Dataset excerpts:

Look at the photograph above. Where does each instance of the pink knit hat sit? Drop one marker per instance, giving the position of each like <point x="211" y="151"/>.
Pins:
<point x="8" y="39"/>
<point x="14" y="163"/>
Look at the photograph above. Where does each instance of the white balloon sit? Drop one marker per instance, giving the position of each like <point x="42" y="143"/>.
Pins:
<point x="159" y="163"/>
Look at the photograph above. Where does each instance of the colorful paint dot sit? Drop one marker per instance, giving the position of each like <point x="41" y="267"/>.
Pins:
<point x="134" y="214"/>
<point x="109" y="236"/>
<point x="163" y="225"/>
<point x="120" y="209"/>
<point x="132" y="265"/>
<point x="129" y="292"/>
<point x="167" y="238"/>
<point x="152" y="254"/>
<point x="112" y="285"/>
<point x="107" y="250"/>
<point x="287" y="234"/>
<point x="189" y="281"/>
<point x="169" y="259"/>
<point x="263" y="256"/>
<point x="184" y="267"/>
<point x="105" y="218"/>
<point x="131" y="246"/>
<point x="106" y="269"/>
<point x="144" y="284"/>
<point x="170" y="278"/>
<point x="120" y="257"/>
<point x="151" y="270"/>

- **Task brief**
Every record above is to be copied exactly.

- **Answer for this exercise**
Look at the photograph above. Where does each instance of the pink knit hat sit? Drop one marker per instance, giving the position of each like <point x="211" y="151"/>.
Pins:
<point x="8" y="39"/>
<point x="14" y="163"/>
Look at the photograph above. Where does each instance of the white balloon sit? Drop one marker per instance, giving the position of each like <point x="42" y="143"/>.
Pins:
<point x="159" y="163"/>
Look at the photograph above. Where does each instance of the colorful paint dot sit? Drop one marker per instance, giving the position of each like <point x="41" y="267"/>.
Pins:
<point x="134" y="214"/>
<point x="109" y="236"/>
<point x="163" y="225"/>
<point x="120" y="209"/>
<point x="132" y="265"/>
<point x="129" y="292"/>
<point x="167" y="238"/>
<point x="152" y="254"/>
<point x="112" y="285"/>
<point x="107" y="250"/>
<point x="287" y="234"/>
<point x="189" y="281"/>
<point x="169" y="259"/>
<point x="263" y="256"/>
<point x="184" y="267"/>
<point x="105" y="218"/>
<point x="131" y="246"/>
<point x="106" y="269"/>
<point x="144" y="284"/>
<point x="170" y="278"/>
<point x="120" y="257"/>
<point x="151" y="270"/>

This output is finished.